§ Stored dataset items

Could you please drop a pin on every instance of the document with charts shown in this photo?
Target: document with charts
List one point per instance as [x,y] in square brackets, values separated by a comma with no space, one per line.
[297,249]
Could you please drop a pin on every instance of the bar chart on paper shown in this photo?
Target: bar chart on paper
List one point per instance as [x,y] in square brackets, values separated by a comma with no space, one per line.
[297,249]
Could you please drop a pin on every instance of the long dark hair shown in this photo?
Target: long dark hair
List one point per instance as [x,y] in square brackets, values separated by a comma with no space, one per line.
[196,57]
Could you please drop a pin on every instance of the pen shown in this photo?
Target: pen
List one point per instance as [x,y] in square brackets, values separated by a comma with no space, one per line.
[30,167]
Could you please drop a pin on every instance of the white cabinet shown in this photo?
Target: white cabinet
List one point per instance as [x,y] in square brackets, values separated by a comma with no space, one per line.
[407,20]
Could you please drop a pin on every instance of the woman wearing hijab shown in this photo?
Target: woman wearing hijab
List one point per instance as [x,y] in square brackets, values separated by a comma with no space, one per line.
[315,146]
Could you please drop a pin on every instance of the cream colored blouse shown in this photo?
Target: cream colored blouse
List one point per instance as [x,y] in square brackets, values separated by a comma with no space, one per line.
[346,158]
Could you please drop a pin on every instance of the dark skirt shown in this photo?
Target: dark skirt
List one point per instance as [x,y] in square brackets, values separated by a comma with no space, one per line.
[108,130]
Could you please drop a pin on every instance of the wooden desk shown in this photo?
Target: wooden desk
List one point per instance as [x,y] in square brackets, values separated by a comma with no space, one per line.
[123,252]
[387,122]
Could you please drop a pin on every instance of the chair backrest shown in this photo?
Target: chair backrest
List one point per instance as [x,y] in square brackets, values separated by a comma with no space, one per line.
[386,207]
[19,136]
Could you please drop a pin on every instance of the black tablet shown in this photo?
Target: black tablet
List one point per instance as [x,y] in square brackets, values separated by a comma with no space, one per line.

§ Exercise description
Spot the lines above that mention "wearing" and copy them.

§ Answer space
Could you please drop a pin on every instance of the woman wearing hijab shown in this photo?
Target: woman wearing hijab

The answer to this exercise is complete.